A. THE MARCH 2020 ORDER IS CONSISTENT WITH PRIOR CASE LAW

Petitioners argue that prior decisions from judges in this district are at odds with the Court's determination that the ANILCA does not authorize USFS to regulate private land use. The Court disagrees.

In its March 2020 Order, the Court noted that "the ANILCA does not require USFS to permit an inholder's use of federal land if USFS decides that the inholder's use of private land would be an 'unreasonable use of the non-Federal land.'" (Doc. # 24 at 7) (quoting 56 Fed. Reg. 27,410 (June 14, 1991)). However, the Court reasoned that "USFS's determination of what constitutes a 'reasonable use' of an inholder's land does not authorize USFS to regulate the inholder's land use," because "[r]egulation of land use . . . is a quintessential state and local power." (Id. at 7-8) (quoting Rapanos v. United States, 547 U.S. 715, 738 (2006)). Thus, the Court concluded that, absent a more definitive statement from Congress, it is improper to interpret USFS's authority so broadly that the agency may regulate private land use under the ANILCA.
┄┄┄┄┄┄┄┄┄┄
OBJECTIVE:
From the court excerpt on the March 2020 Order, list every citation that appears inside parentheses, each written as it appears there. The rows that follow are separate material and have no connection to the court excerpt.

Items listed in a dataset:
┄┄┄┄┄┄┄┄┄┄
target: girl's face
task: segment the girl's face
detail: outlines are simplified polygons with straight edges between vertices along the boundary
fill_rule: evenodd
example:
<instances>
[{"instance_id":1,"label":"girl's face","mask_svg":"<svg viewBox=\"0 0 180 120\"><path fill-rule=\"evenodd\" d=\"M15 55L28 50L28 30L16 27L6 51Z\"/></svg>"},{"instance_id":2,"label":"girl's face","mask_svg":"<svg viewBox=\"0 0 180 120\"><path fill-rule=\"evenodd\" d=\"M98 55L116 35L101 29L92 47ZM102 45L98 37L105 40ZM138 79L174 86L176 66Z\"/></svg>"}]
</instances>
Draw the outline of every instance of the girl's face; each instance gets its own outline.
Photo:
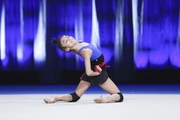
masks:
<instances>
[{"instance_id":1,"label":"girl's face","mask_svg":"<svg viewBox=\"0 0 180 120\"><path fill-rule=\"evenodd\" d=\"M62 36L60 39L61 45L65 47L65 51L70 51L71 48L76 44L76 40L71 36Z\"/></svg>"}]
</instances>

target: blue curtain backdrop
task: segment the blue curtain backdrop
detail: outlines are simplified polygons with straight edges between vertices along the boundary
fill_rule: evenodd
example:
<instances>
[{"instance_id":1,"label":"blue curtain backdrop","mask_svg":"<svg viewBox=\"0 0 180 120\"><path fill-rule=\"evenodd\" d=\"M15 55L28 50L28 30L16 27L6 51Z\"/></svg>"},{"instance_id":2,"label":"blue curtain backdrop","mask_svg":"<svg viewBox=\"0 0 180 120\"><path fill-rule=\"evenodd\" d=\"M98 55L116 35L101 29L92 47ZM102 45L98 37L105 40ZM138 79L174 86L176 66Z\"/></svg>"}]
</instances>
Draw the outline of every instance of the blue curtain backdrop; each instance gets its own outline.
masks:
<instances>
[{"instance_id":1,"label":"blue curtain backdrop","mask_svg":"<svg viewBox=\"0 0 180 120\"><path fill-rule=\"evenodd\" d=\"M1 72L35 72L46 84L84 70L51 45L64 34L99 47L117 83L135 82L138 70L180 69L179 0L1 0Z\"/></svg>"}]
</instances>

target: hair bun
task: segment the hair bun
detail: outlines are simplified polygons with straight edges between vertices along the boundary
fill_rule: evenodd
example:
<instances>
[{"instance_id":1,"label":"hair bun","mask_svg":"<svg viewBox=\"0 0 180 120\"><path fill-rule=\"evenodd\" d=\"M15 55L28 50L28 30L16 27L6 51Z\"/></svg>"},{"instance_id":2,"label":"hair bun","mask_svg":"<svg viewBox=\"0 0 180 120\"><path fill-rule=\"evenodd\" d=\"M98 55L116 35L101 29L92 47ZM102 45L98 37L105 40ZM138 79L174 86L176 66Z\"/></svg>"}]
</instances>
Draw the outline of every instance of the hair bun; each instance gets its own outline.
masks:
<instances>
[{"instance_id":1,"label":"hair bun","mask_svg":"<svg viewBox=\"0 0 180 120\"><path fill-rule=\"evenodd\" d=\"M53 44L58 44L58 40L56 39L56 38L53 38L52 40L51 40L51 43L53 43Z\"/></svg>"}]
</instances>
┄┄┄┄┄┄┄┄┄┄
SOLVED PROBLEM:
- Doc. # 24 at 7
- 56 Fed. Reg. 27,410 (June 14, 1991)
- Id. at 7-8
- Rapanos v. United States, 547 U.S. 715, 738 (2006)